━━━ Stored data
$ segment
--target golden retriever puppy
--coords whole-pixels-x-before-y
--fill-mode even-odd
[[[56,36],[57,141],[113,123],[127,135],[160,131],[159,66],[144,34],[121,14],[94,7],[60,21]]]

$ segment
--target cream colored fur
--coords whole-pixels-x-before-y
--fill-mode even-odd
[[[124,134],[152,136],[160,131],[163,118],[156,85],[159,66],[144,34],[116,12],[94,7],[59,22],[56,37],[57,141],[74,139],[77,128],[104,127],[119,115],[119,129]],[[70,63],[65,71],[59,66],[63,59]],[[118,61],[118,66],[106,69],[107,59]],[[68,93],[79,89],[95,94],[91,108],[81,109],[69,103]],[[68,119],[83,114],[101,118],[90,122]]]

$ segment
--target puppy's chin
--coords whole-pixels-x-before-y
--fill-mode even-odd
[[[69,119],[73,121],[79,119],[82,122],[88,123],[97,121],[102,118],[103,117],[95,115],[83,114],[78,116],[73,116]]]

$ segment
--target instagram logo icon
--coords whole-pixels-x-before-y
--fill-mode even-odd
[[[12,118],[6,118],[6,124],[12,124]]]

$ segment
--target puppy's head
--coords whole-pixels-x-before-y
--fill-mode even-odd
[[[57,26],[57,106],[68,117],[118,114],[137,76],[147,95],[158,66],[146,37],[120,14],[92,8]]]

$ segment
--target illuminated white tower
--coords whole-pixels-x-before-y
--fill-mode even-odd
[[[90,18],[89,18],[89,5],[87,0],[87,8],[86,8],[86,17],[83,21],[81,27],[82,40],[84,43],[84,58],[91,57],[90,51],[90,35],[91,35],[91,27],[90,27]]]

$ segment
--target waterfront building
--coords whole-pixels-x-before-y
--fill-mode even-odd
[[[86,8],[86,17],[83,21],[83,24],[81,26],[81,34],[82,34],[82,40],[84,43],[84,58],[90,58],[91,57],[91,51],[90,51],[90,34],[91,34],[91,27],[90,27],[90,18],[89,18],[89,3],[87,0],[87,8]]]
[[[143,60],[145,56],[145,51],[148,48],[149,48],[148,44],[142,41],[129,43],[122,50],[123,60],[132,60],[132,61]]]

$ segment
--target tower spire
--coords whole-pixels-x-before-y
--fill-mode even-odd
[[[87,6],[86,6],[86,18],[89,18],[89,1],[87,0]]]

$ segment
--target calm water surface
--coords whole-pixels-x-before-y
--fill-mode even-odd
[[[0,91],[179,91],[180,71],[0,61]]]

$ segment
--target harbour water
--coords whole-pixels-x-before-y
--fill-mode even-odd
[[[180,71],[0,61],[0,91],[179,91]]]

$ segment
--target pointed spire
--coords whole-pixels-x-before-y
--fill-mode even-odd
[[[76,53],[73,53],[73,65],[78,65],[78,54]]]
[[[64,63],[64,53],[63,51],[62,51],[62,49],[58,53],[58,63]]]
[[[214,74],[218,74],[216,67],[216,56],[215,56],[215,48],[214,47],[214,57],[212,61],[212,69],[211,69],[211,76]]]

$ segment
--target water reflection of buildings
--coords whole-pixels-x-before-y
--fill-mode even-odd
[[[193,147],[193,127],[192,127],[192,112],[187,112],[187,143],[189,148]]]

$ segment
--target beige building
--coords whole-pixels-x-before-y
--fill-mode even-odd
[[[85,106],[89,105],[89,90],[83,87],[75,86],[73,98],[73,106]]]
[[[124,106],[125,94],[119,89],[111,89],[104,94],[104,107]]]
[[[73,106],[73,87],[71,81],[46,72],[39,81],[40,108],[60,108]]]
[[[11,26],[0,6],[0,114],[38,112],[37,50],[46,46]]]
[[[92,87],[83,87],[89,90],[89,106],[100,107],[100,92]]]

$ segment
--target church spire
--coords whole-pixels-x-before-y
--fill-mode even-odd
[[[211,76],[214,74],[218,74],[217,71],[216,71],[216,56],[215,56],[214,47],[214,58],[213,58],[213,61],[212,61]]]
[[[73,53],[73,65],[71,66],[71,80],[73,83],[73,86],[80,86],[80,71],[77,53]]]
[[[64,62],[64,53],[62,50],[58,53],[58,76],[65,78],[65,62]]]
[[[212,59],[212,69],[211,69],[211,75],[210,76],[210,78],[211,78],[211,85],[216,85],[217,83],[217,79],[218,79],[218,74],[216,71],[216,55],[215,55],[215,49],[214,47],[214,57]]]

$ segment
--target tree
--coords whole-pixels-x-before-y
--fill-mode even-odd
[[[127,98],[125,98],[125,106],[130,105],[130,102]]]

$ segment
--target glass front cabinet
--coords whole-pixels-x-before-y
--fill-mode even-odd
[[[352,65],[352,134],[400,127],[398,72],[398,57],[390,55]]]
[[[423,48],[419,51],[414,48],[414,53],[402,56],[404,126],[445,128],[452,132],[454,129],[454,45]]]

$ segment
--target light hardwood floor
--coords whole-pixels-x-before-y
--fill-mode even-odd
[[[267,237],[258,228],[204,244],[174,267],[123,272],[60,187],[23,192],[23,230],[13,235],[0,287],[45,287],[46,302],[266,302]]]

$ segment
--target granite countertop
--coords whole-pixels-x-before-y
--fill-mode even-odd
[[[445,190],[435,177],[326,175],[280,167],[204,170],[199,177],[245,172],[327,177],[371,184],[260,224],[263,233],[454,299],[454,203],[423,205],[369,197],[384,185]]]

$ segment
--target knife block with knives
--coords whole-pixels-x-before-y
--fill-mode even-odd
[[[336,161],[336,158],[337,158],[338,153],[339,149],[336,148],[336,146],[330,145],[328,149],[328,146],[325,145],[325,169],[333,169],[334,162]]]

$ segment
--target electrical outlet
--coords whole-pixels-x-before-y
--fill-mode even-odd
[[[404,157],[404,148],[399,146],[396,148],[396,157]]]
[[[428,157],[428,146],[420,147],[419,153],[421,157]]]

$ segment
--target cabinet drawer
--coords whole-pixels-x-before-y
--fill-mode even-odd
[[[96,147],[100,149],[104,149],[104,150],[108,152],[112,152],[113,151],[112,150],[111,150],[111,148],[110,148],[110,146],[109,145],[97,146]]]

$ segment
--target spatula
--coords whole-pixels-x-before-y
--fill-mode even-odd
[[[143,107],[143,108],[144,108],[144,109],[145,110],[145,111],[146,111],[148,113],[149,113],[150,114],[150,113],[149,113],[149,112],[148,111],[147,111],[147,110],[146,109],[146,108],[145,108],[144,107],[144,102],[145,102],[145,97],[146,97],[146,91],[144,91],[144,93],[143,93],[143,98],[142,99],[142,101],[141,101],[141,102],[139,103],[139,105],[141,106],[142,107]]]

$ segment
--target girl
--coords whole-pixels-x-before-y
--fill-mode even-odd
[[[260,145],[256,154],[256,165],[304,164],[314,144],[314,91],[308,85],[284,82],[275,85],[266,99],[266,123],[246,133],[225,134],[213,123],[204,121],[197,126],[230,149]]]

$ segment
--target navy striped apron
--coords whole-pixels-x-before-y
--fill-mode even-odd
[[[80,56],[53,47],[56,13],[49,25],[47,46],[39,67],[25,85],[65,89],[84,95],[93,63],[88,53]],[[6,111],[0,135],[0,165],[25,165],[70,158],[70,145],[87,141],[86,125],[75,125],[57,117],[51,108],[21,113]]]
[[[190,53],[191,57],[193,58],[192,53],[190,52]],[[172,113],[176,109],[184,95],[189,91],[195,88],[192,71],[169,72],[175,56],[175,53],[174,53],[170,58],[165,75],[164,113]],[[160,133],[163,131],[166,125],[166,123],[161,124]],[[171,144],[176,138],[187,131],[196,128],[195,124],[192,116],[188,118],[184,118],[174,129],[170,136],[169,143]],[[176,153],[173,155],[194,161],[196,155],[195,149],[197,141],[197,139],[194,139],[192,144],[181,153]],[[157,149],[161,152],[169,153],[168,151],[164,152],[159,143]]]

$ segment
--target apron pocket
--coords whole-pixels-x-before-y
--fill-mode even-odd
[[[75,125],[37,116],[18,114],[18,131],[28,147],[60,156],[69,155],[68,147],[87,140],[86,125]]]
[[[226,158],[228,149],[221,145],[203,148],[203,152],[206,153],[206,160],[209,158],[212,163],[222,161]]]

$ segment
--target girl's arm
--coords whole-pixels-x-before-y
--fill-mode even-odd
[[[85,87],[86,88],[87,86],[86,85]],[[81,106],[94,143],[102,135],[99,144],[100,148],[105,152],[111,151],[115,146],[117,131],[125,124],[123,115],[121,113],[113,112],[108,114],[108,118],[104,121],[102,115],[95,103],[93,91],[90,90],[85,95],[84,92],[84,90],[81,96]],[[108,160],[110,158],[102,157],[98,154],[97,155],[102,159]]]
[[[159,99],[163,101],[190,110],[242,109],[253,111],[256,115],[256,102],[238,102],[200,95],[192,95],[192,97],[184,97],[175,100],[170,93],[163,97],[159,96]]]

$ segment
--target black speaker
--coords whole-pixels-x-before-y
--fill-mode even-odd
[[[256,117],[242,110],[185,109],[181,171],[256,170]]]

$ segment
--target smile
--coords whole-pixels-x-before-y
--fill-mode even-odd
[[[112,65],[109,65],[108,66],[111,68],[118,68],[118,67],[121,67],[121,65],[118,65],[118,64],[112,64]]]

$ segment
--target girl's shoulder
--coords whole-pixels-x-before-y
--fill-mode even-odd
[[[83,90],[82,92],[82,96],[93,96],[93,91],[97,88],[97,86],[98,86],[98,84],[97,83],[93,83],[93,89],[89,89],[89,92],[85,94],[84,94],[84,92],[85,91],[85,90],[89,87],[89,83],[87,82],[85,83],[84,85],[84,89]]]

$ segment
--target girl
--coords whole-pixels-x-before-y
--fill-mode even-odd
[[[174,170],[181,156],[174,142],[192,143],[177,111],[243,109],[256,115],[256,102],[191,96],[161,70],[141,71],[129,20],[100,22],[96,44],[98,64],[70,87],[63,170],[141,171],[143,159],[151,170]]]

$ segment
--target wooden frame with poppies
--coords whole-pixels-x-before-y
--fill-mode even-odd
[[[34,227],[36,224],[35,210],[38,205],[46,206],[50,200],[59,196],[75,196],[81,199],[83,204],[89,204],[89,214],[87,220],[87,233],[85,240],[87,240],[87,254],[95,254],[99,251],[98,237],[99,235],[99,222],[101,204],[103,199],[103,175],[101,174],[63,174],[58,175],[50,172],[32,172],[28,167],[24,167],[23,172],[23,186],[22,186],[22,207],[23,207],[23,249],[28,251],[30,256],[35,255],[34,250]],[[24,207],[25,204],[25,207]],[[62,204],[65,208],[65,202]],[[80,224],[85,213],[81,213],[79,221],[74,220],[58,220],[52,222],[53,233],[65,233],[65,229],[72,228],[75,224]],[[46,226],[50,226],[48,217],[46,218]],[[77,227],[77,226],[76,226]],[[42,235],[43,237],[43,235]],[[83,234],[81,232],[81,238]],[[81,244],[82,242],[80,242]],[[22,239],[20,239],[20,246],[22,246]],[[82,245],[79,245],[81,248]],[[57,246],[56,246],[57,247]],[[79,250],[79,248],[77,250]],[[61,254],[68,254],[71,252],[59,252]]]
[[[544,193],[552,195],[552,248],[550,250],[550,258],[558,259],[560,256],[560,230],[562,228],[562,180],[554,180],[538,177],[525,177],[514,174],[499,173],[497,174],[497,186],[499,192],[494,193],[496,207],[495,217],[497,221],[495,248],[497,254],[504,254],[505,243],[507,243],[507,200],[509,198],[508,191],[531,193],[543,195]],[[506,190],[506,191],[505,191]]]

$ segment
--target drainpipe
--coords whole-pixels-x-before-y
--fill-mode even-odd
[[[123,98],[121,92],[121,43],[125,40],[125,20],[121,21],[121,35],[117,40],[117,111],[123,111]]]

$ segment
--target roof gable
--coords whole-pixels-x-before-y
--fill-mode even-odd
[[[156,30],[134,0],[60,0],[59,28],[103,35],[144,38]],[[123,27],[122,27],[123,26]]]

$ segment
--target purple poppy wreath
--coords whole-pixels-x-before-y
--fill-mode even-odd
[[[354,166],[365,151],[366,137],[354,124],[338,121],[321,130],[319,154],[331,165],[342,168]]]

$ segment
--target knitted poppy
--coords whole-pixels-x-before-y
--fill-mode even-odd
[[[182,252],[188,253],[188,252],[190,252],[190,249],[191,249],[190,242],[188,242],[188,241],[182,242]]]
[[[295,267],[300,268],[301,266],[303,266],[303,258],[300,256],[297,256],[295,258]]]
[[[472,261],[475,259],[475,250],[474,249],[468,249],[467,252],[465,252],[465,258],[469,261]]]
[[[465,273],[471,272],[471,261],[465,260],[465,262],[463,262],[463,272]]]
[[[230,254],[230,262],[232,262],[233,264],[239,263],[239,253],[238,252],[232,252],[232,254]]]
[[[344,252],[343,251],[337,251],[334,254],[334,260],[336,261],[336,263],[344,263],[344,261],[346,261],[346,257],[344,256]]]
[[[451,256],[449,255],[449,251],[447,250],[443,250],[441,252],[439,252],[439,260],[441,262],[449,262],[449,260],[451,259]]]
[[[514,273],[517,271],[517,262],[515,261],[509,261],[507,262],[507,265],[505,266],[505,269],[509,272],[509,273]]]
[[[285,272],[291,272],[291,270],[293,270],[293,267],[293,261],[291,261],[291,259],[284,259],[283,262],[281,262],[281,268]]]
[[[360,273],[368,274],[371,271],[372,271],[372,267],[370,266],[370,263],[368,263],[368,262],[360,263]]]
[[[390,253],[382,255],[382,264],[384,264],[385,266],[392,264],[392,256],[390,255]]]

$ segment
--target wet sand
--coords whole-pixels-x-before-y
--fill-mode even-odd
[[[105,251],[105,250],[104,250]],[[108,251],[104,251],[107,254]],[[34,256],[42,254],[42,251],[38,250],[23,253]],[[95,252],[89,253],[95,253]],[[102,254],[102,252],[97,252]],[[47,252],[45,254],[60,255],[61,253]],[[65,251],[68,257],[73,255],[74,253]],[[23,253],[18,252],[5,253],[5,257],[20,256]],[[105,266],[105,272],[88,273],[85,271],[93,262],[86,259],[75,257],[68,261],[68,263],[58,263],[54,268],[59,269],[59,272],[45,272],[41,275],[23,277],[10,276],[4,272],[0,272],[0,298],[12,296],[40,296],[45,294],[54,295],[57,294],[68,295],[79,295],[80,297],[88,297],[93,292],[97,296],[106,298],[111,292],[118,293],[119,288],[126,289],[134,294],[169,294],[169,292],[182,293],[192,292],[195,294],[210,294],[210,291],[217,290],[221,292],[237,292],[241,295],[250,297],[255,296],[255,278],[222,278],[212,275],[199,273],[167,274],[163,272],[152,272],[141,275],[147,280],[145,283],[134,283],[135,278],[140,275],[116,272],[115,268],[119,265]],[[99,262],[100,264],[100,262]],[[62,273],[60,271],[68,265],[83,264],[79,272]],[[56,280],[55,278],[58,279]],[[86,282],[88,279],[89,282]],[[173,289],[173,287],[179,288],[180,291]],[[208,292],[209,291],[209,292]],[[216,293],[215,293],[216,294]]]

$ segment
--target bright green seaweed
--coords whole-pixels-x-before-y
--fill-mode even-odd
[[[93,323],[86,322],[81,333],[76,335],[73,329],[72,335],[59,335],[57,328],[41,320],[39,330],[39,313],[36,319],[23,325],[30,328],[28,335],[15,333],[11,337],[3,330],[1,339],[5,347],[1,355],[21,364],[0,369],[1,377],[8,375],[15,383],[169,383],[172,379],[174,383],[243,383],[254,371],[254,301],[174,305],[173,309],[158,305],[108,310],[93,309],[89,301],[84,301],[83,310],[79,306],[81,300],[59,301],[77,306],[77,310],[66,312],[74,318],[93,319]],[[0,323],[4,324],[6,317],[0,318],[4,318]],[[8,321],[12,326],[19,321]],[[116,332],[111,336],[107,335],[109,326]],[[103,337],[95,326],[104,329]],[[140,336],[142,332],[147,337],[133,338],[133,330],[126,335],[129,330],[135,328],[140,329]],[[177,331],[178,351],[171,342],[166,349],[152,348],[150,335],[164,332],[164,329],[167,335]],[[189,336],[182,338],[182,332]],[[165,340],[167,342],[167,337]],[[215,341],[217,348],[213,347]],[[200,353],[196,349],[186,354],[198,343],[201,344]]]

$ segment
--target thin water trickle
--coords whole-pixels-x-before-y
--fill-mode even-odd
━━━━━━
| Problem |
Count the lines in the material above that contain the string "girl", treating uppercase and lowercase letters as different. Reply with the number alone.

| Written solution |
4